▸ **TEXTE FOURNI**
········
En entrevue, Mme Philpott m'a dit avoir été et être mal à l'aise avec l'appellation « limousine » puisque pour elle, le véhicule de M. Shirani était une voiture. Elle m'a aussi dit qu'elle avait beaucoup de préoccupations à titre de ministre de la Santé autres que la façon de se déplacer entre son domicile à l'aéroport.
La question des tarifs
Selon la lettre de M. Carrie et les articles médiatiques sur le sujet, Mme Philpott a effectué deux types de déplacements. Le premier comprenait 20 déplacements (en fait, il y a eu 27 déplacements) entre la résidence de Mme Philpott et l'aéroport. Le deuxième comprenait deux déplacements distincts d'une journée entière.
Pour ce qui était de chacun des déplacements entre le domicile de Mme Philpott et l'aéroport, le tarif fixe d'Executive Limousine & Livery Service Inc. était de 115 $, plus péages, taxes et pourboires. À l'occasion, s'ajoutaient à ces montants des frais supplémentaires pour des arrivées après minuit et pour le temps d'attente lors de retards de vols, ainsi que des frais supplémentaires imposés par l'aéroport.
········
▸ **DONNÉES DE L'EXERCICE**
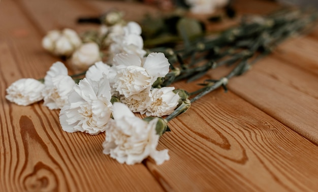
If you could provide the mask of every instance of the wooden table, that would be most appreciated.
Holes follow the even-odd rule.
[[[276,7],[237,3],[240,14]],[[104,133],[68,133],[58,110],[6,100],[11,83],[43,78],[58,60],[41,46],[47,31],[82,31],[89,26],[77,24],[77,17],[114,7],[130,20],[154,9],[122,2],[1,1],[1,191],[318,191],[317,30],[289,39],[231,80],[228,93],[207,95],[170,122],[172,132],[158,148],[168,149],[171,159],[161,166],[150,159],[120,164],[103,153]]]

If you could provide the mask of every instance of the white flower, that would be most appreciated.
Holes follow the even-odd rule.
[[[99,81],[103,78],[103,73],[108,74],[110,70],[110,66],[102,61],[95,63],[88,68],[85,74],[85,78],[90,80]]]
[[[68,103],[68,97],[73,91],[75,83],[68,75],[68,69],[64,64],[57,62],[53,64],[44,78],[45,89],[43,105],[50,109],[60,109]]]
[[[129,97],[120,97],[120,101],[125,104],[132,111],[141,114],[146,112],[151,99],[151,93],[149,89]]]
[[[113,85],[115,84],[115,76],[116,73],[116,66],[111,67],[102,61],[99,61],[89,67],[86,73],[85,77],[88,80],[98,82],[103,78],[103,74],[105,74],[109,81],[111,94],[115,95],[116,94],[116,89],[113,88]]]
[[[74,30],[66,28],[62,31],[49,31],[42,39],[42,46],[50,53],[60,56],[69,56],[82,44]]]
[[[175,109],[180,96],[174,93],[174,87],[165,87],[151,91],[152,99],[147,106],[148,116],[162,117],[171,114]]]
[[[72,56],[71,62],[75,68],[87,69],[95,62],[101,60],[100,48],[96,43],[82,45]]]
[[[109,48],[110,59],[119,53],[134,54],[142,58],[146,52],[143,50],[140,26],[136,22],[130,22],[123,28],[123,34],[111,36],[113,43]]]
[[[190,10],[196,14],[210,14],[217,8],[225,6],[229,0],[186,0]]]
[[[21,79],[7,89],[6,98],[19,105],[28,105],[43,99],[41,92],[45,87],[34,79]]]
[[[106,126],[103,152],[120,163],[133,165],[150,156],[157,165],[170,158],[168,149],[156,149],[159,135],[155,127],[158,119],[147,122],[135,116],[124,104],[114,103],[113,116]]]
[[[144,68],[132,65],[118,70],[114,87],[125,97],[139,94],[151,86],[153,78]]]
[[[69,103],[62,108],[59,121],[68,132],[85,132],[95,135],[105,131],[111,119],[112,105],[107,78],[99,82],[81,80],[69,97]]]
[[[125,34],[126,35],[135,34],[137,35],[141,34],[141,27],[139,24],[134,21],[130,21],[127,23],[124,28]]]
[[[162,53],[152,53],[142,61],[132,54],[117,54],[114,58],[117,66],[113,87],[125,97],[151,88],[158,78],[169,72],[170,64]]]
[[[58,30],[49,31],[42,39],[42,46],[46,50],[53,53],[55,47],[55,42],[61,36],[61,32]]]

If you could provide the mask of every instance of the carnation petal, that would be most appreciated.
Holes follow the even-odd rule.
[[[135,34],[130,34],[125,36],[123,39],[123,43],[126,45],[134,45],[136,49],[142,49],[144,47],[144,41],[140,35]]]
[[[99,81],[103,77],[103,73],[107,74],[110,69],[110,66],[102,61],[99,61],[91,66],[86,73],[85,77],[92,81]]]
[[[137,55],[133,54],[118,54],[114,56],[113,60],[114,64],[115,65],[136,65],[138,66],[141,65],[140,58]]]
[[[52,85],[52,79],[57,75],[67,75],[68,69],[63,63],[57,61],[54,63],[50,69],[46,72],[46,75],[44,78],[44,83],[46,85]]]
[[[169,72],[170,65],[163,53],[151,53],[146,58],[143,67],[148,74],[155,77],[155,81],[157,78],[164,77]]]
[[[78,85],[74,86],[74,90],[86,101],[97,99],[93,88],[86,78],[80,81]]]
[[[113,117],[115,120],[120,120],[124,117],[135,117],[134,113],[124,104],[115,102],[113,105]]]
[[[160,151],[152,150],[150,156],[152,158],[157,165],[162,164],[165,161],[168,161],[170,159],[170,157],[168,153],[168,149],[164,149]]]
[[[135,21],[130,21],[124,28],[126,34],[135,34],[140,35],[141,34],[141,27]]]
········
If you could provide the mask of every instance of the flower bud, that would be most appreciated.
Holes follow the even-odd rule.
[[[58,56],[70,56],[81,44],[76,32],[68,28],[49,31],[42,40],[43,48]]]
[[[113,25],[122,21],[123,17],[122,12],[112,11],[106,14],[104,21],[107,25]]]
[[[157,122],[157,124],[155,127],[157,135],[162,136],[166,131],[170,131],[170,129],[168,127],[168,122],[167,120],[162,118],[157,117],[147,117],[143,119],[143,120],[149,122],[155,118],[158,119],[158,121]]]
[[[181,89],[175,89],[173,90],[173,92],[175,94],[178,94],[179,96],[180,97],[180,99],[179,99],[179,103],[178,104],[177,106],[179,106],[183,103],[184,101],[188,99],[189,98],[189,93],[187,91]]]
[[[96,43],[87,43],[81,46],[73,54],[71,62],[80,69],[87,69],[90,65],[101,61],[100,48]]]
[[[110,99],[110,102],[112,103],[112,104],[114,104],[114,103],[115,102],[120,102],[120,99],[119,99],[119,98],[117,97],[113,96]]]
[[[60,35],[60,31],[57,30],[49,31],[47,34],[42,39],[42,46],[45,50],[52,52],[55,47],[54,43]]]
········
▸ **CONSIGNES**
(A) Répondez aux questions suivantes à l'aide du texte sur les déplacements de Mme Philpott.
(i) Pour Mme Philpott, qu'était le véhicule de M. Shirani ?
(ii) Combien de déplacements entre la résidence de Mme Philpott et l'aéroport y a-t-il eu en fait ?
(iii) Quel était le tarif fixe d'Executive Limousine & Livery Service Inc. pour chacun de ces déplacements ?
(B) Extrayez des données toutes les lignes où figure le mot « instance ».
Le texte et les lignes de données constituent deux documents indépendants l'un de l'autre.

▸ **CORRIGÉ**
(A)
(i) Une voiture.
(ii) 27 déplacements.
(iii) 115 $, plus péages, taxes et pourboires.

(B)
If you could provide the mask of every instance of the wooden table, that would be most appreciated.
If you could provide the mask of every instance of the white flower, that would be most appreciated.
If you could provide the mask of every instance of the carnation petal, that would be most appreciated.
If you could provide the mask of every instance of the flower bud, that would be most appreciated.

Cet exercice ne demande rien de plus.